**AVAILABLE DATA**.
# # # #

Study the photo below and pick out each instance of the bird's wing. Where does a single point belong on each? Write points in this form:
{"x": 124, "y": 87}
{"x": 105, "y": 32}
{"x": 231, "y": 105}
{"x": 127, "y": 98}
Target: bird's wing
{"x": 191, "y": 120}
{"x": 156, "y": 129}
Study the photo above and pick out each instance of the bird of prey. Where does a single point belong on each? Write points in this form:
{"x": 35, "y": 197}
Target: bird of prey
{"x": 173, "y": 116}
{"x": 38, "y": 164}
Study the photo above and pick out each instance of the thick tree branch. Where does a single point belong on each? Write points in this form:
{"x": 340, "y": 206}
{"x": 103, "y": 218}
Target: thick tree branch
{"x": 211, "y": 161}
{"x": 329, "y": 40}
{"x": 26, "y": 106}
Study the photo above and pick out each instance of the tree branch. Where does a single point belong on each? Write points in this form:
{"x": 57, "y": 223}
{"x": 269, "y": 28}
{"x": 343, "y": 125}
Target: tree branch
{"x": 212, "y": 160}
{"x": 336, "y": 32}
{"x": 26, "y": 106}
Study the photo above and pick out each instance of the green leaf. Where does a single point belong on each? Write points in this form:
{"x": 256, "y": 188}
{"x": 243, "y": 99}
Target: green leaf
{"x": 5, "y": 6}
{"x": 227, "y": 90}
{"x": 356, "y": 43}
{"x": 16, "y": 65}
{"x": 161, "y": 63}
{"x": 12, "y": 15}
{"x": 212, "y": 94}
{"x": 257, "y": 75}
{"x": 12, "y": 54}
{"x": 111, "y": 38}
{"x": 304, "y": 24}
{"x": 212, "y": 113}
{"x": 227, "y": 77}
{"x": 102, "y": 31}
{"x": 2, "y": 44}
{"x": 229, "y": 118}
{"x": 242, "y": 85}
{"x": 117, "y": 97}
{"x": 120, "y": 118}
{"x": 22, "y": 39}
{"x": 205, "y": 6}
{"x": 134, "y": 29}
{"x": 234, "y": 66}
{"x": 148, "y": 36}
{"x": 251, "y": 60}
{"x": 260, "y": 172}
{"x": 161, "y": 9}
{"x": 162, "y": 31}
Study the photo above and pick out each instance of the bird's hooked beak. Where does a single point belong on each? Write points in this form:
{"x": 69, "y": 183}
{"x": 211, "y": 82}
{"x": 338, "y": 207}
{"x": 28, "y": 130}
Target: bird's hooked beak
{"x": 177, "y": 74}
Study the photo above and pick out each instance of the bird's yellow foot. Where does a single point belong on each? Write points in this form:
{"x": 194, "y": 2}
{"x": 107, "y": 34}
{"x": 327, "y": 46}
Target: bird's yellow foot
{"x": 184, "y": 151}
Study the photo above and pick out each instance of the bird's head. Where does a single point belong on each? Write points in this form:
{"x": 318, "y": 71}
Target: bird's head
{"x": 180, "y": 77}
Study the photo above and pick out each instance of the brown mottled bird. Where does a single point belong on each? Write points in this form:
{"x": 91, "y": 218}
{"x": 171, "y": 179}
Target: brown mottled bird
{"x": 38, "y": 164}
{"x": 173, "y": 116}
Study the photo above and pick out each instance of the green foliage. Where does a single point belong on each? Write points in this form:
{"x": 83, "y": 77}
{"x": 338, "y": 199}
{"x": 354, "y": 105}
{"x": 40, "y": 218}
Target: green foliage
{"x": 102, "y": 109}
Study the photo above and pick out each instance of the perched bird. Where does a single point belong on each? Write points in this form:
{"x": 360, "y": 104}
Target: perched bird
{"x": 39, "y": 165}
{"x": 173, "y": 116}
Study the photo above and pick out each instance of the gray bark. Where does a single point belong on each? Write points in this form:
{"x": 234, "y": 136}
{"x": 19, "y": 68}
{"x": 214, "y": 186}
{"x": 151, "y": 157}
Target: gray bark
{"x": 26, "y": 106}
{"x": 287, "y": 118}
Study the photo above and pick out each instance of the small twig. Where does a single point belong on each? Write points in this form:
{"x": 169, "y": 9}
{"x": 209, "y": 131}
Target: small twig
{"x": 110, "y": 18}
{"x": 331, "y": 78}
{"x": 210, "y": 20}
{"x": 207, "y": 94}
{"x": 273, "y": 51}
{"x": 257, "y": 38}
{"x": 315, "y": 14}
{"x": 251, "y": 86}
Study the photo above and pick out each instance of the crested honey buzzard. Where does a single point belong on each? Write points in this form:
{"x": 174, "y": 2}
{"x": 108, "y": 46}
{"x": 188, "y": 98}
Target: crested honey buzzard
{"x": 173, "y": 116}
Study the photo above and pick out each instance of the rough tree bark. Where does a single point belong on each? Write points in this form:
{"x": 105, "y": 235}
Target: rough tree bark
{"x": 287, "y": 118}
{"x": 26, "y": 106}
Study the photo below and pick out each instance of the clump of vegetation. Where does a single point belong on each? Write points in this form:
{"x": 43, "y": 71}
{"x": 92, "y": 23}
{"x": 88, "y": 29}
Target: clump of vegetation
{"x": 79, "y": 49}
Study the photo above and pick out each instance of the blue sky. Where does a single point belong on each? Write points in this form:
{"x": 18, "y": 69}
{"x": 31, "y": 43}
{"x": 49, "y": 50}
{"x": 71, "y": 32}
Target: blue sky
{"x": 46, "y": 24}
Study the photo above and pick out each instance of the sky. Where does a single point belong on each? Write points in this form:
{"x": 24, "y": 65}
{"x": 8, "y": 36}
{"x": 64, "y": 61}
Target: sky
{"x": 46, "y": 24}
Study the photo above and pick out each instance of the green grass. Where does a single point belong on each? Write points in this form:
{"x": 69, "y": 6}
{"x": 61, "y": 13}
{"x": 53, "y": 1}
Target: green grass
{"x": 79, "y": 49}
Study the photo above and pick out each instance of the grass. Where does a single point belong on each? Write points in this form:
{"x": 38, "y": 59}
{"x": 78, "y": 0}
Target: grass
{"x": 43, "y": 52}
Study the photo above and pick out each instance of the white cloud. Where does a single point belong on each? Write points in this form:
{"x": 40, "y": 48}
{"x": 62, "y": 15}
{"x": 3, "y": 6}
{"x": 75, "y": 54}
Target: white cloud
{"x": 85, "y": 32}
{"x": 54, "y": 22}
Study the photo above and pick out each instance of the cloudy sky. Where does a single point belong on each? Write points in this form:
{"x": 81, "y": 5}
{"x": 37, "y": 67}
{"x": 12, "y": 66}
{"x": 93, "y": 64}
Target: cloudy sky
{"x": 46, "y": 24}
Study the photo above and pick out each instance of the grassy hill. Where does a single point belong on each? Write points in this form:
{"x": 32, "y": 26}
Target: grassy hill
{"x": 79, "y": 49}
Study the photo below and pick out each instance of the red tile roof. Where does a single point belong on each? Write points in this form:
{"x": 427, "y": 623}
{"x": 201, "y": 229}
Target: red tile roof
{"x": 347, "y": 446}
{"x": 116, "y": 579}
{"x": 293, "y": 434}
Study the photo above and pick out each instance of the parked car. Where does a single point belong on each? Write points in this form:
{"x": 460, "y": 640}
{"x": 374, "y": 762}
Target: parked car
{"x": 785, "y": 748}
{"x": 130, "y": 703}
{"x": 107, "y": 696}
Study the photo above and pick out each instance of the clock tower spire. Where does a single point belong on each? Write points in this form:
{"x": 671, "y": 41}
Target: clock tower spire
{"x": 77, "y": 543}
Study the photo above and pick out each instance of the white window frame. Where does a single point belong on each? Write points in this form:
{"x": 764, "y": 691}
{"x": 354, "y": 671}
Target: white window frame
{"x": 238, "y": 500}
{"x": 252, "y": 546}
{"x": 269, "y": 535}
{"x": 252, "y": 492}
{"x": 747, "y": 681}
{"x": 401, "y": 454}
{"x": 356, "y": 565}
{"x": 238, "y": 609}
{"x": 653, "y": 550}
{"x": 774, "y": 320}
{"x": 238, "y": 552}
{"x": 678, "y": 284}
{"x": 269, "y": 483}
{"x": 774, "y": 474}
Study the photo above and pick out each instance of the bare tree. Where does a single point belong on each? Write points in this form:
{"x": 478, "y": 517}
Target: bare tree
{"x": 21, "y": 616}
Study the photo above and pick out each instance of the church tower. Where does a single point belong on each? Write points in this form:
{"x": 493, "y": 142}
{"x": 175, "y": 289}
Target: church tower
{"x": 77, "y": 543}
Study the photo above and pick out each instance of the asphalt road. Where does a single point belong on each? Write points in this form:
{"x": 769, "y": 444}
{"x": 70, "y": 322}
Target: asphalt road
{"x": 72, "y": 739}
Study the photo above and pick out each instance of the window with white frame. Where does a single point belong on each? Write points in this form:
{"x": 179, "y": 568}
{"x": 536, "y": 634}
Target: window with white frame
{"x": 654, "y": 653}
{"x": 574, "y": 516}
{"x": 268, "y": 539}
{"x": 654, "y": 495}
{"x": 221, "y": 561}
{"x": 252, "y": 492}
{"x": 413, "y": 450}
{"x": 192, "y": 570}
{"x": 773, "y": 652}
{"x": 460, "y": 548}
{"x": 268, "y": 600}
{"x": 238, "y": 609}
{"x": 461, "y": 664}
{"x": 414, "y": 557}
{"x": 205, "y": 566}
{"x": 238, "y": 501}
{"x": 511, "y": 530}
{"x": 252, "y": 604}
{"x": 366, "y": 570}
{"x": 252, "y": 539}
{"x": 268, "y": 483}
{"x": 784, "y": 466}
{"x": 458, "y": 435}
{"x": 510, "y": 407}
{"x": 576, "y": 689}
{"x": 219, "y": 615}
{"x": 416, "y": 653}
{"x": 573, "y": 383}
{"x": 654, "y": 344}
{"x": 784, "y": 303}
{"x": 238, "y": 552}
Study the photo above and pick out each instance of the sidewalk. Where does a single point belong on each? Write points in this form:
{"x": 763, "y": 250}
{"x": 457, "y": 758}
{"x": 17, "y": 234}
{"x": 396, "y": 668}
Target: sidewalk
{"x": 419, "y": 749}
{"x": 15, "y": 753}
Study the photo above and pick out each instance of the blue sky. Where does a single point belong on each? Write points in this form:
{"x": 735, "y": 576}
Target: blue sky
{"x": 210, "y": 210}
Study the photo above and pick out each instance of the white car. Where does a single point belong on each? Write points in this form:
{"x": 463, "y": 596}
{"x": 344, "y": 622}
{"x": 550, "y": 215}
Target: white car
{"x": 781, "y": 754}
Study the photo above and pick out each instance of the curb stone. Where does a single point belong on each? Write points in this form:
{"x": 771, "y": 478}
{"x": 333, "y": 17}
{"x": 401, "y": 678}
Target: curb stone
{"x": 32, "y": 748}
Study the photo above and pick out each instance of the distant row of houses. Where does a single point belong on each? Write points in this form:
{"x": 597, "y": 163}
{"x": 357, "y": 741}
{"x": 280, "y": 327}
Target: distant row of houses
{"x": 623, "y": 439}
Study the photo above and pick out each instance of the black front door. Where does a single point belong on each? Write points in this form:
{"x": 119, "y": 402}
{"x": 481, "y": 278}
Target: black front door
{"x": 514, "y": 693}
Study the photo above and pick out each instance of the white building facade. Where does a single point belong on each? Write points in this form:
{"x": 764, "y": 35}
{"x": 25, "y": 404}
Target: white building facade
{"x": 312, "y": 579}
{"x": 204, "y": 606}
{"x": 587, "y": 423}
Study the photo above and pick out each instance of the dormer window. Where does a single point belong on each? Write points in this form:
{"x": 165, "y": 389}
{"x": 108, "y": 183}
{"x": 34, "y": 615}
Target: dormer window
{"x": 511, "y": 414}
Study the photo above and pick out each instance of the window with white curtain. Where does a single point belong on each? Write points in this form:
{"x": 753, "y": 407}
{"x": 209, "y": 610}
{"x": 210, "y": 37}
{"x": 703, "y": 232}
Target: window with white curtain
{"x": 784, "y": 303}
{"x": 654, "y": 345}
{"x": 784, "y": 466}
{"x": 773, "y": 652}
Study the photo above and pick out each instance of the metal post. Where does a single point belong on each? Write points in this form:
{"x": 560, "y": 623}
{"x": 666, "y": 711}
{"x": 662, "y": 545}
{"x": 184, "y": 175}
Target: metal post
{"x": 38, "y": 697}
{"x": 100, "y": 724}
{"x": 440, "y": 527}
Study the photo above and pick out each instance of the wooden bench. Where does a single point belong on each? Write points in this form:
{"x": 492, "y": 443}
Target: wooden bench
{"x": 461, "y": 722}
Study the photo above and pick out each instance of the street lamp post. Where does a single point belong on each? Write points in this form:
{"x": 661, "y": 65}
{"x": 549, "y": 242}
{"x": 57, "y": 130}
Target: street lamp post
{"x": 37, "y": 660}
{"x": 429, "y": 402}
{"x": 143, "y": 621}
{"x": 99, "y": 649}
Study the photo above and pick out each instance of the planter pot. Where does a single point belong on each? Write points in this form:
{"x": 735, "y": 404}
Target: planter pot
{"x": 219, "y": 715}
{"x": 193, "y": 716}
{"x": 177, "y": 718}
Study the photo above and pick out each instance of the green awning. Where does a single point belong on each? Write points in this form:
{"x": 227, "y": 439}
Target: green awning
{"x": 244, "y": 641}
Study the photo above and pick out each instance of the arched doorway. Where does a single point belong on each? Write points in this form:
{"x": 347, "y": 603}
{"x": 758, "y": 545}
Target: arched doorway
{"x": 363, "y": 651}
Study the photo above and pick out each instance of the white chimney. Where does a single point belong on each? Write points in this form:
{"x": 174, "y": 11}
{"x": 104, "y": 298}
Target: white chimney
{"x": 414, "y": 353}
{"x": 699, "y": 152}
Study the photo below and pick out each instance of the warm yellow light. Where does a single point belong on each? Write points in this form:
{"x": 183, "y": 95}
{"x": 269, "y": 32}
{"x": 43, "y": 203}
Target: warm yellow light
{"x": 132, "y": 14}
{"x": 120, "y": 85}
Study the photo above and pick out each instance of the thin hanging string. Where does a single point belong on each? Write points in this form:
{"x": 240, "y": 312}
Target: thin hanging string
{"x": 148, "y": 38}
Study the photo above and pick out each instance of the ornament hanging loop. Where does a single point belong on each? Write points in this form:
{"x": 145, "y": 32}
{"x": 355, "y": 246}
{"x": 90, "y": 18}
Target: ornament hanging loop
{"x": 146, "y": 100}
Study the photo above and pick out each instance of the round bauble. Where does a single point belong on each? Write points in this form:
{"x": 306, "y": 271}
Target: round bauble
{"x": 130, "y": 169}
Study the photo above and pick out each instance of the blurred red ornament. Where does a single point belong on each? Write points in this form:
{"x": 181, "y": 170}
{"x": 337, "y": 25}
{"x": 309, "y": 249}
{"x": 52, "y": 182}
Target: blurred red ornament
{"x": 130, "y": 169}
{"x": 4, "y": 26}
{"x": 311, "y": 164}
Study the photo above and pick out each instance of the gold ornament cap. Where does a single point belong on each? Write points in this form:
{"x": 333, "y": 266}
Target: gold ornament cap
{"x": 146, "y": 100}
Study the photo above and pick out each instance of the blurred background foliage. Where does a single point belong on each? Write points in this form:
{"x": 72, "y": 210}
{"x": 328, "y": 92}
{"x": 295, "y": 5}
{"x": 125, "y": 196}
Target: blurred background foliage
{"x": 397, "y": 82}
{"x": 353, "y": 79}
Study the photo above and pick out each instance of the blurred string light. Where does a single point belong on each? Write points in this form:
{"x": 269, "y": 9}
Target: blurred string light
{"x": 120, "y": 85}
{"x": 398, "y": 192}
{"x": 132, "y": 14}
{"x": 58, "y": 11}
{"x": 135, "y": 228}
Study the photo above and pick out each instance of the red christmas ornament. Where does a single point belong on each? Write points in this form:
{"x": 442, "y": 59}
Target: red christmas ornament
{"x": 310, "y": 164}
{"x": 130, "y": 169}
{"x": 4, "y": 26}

# # # #

**BRIEF**. Rewrite everything from the first line containing "the blurred string" down to the end of the material, with the requests included and 119 added to every x and y coordinate in the answers. Leave the coordinates in the requests and their format samples unchanged.

**ANSWER TO THIS TASK**.
Study the photo above and pick out each instance of the blurred string light. Where does a single point belong on each? Write points in this form:
{"x": 269, "y": 9}
Target: blurred string light
{"x": 239, "y": 204}
{"x": 517, "y": 311}
{"x": 251, "y": 133}
{"x": 177, "y": 130}
{"x": 254, "y": 347}
Study the photo above and pick out each instance of the red christmas ornament. Where does a single point belong on each? Write points in this form:
{"x": 442, "y": 59}
Target: red christmas ornament
{"x": 429, "y": 283}
{"x": 249, "y": 288}
{"x": 123, "y": 145}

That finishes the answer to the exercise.